▸ WRITTEN TASK
Return every line of the rows below that contains the string "draw", copying each such line in full.
* start GIVEN RECORDS *
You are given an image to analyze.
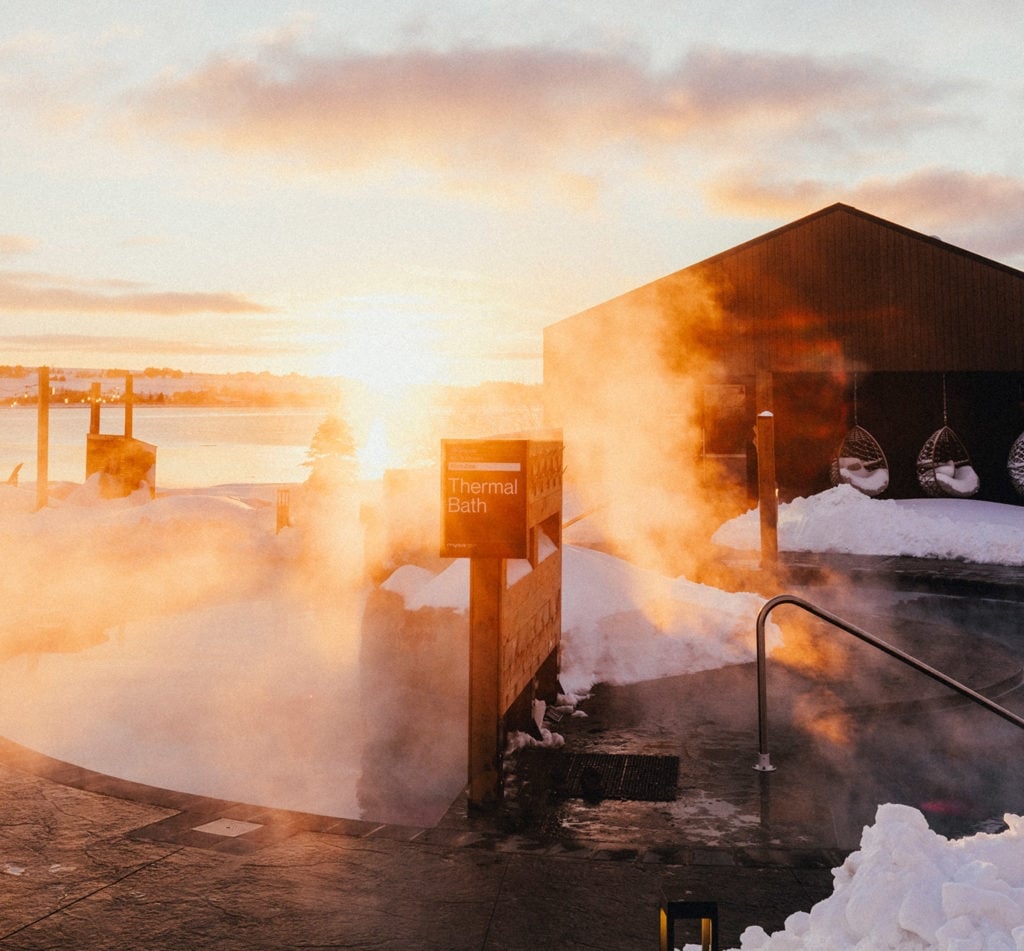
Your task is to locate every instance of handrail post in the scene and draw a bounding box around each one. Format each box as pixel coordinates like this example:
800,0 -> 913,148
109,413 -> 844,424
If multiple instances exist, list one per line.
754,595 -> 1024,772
* end GIVEN RECORDS *
* start GIVEN RECORDS *
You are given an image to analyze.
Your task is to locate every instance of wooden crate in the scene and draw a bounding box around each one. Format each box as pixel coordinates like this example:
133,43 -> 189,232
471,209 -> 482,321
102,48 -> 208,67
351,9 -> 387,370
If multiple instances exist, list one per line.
* end GIVEN RECORDS *
* start GIVEN RECORDS *
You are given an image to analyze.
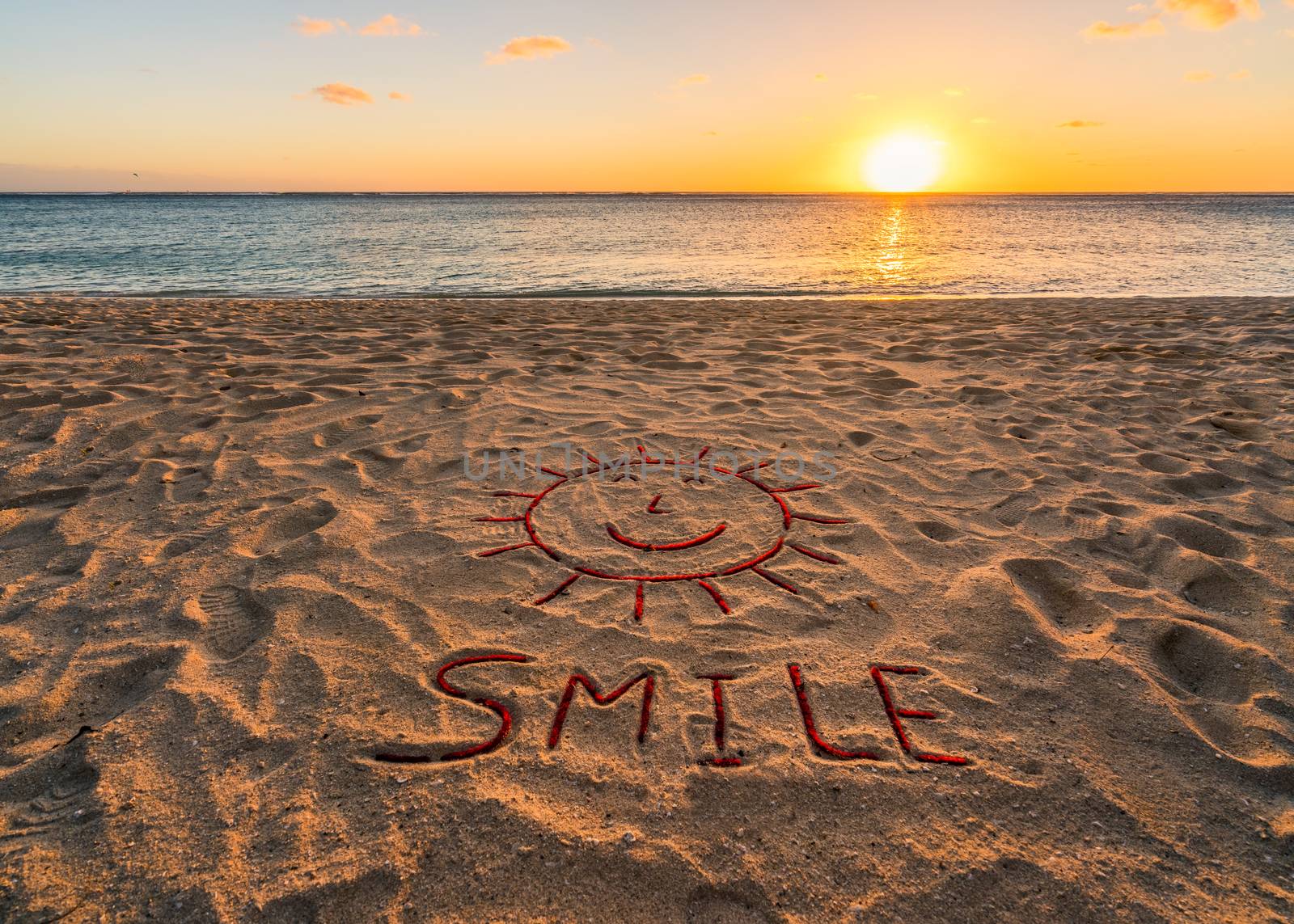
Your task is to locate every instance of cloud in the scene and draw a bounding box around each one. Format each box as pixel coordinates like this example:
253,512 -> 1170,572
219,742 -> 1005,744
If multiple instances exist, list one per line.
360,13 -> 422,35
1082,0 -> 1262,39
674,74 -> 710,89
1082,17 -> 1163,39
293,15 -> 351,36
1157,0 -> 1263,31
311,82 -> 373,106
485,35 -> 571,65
* end GIVEN RECORDS *
▸ EXERCISE RESPONSE
Your task is to locate every instance of handrail post in the scene and draw a bounding box around each one. Format each box as pixel coordinates like this example:
Your task is to locate every instance of wooden crate in the scene and draw a bounding box around each one. Format each box as pixel coordinates like this example:
Your task is to locate every instance of cloud in the scene and draw a bounding box around each one. Format each box as pixel coordinates like this example:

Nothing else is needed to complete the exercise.